TO DO
Transcribe every one of the records below verbatim, leaving the pictures out of the transcription.

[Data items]
· · · ·

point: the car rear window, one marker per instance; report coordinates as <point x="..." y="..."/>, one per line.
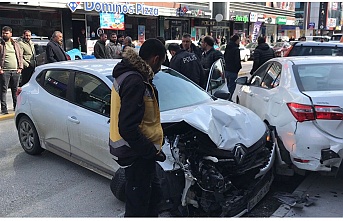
<point x="319" y="77"/>
<point x="316" y="50"/>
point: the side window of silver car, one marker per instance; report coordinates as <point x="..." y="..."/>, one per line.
<point x="92" y="93"/>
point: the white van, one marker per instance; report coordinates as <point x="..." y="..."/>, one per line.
<point x="317" y="38"/>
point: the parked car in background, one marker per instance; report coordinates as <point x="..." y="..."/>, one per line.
<point x="308" y="48"/>
<point x="318" y="38"/>
<point x="336" y="37"/>
<point x="303" y="98"/>
<point x="233" y="163"/>
<point x="280" y="48"/>
<point x="244" y="52"/>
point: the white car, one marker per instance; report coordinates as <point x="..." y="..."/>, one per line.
<point x="303" y="98"/>
<point x="65" y="106"/>
<point x="244" y="52"/>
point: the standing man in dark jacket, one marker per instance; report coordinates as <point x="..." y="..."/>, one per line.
<point x="136" y="134"/>
<point x="189" y="46"/>
<point x="99" y="47"/>
<point x="262" y="53"/>
<point x="187" y="64"/>
<point x="232" y="63"/>
<point x="54" y="50"/>
<point x="11" y="65"/>
<point x="210" y="55"/>
<point x="29" y="57"/>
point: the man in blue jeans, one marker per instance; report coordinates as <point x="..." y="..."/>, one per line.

· · · ·

EXERCISE OUTPUT
point: the car rear window, one marker per instance; report coordinates as <point x="..." y="..."/>, one per line.
<point x="319" y="77"/>
<point x="316" y="50"/>
point: the side window of silver car, one marker per instance; report coordinates as <point x="..." y="..."/>, one per line.
<point x="92" y="93"/>
point: the white van, one marker per instance; report coordinates as <point x="..." y="..."/>, one per line.
<point x="317" y="38"/>
point: the parked car in background, one marker per instance; report coordinates as <point x="..." y="..."/>, one per line.
<point x="308" y="48"/>
<point x="318" y="38"/>
<point x="336" y="37"/>
<point x="303" y="98"/>
<point x="233" y="163"/>
<point x="280" y="48"/>
<point x="244" y="52"/>
point: the white car, one marker per instance; report coordinates as <point x="..." y="..."/>, one per line.
<point x="303" y="98"/>
<point x="65" y="106"/>
<point x="244" y="52"/>
point: the standing man in dark jacket, one marker per instance; report coordinates as <point x="..." y="..."/>, one per line.
<point x="136" y="134"/>
<point x="189" y="46"/>
<point x="99" y="47"/>
<point x="262" y="53"/>
<point x="187" y="64"/>
<point x="232" y="63"/>
<point x="54" y="50"/>
<point x="11" y="65"/>
<point x="210" y="55"/>
<point x="29" y="57"/>
point: the man in blue jeans, one marker per instance; report coordinates as <point x="..." y="..."/>, one per line.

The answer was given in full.